• Extracted data entries:
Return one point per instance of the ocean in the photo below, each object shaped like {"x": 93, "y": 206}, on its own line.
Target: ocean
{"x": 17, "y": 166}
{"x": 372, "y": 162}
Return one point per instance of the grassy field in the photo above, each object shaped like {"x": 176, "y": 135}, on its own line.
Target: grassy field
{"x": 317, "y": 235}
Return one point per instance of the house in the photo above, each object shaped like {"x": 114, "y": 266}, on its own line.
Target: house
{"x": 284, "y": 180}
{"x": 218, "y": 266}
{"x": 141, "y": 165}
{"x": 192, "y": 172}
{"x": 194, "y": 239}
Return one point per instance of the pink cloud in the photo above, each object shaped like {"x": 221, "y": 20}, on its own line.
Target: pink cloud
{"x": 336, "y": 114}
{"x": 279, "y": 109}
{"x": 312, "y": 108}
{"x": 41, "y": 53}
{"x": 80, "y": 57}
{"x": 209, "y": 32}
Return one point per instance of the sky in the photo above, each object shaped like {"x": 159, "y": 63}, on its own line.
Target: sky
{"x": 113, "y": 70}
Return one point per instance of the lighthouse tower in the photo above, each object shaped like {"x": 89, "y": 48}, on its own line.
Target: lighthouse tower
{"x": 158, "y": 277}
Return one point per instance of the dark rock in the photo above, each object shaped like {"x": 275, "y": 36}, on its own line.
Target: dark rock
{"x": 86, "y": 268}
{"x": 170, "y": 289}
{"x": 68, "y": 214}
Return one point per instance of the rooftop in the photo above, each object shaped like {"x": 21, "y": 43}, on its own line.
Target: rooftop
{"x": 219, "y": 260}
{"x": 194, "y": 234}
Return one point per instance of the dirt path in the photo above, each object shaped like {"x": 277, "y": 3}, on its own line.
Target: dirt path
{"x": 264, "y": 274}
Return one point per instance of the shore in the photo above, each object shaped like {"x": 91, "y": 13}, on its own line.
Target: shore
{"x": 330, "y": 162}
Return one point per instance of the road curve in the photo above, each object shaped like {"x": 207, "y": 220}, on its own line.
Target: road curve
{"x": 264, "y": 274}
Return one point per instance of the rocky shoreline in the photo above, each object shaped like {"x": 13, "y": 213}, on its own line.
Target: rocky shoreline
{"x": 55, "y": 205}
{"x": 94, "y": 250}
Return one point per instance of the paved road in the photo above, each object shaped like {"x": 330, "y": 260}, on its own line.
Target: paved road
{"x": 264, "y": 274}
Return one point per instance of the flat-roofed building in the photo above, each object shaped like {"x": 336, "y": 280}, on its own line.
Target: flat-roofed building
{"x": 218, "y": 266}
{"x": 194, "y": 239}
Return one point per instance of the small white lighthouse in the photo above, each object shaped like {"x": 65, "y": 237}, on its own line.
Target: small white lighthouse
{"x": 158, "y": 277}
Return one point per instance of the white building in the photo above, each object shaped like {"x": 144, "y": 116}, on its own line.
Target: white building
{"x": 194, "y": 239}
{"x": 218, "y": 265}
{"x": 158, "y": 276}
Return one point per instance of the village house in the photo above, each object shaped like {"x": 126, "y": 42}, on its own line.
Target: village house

• TASK REQUIREMENTS: Can you return all of the items above word for word, leaving every line unchanged?

• THE COMPLETED TASK:
Return one point per instance of the ocean in the photo below, each object shaped like {"x": 93, "y": 206}, on its own line.
Target: ocean
{"x": 17, "y": 166}
{"x": 372, "y": 162}
Return one point per instance of the grassy field in the photo above, each object shaped like {"x": 176, "y": 135}, on its own line.
Target: grassy field
{"x": 317, "y": 235}
Return one point per instance of the house in the photo above, each object shaped like {"x": 114, "y": 266}, on its own line.
Target: house
{"x": 284, "y": 180}
{"x": 218, "y": 266}
{"x": 141, "y": 165}
{"x": 192, "y": 172}
{"x": 194, "y": 239}
Return one point per instance of the pink cloud in the photo above, each object shaped like {"x": 221, "y": 20}, on its own line.
Target: pink cloud
{"x": 336, "y": 114}
{"x": 279, "y": 109}
{"x": 312, "y": 108}
{"x": 41, "y": 53}
{"x": 80, "y": 57}
{"x": 209, "y": 32}
Return one point per instance of the sky in the photo above, each object shaped like {"x": 159, "y": 63}, on its own line.
Target: sky
{"x": 113, "y": 70}
Return one point per instance of the lighthouse tower in the photo above, each object shaped like {"x": 89, "y": 48}, on its own line.
Target: lighthouse tower
{"x": 158, "y": 277}
Return one point per instance of the dark rock in the photo above, each object shaped like {"x": 275, "y": 36}, on its own line.
Target: dark rock
{"x": 86, "y": 268}
{"x": 170, "y": 289}
{"x": 68, "y": 214}
Return one point per instance of the rooftop in the photo above, each object shaped like {"x": 21, "y": 43}, on its own line.
Target: rooftop
{"x": 219, "y": 260}
{"x": 194, "y": 234}
Return one point per instance of the dirt path in the photo above, each object shaped like {"x": 277, "y": 3}, on its own line.
Target: dirt path
{"x": 264, "y": 274}
Return one point per instance of the shore in the photo above, each object shaped like {"x": 91, "y": 13}, on its own line.
Target: shore
{"x": 330, "y": 162}
Return one point per instance of the road curve in the photo above, each object shaped like {"x": 207, "y": 220}, on its own line.
Target: road curve
{"x": 264, "y": 274}
Return one point per instance of the rocky shoreline in the photo above, each object shaped like {"x": 13, "y": 213}, on its own line.
Target: rocky shoreline
{"x": 55, "y": 205}
{"x": 94, "y": 250}
Return one point per instance of the paved road in the photo above, each object shaped like {"x": 330, "y": 260}, on its own line.
Target: paved road
{"x": 264, "y": 274}
Return one point per instance of the flat-roofed building in the photo above, each object shaped like {"x": 336, "y": 280}, on its own line.
Target: flat-roofed building
{"x": 218, "y": 266}
{"x": 194, "y": 239}
Return one point per instance of the small white lighthouse in the photo above, each object shaped like {"x": 65, "y": 237}, on its own line.
Target: small white lighthouse
{"x": 158, "y": 277}
Return one point per instance of the white building in the photo above, each object shaped like {"x": 144, "y": 116}, on its own line.
Target: white building
{"x": 194, "y": 239}
{"x": 218, "y": 265}
{"x": 158, "y": 276}
Return one point per instance of the village house in the photo above, each object shaped like {"x": 126, "y": 42}, on its own line.
Target: village house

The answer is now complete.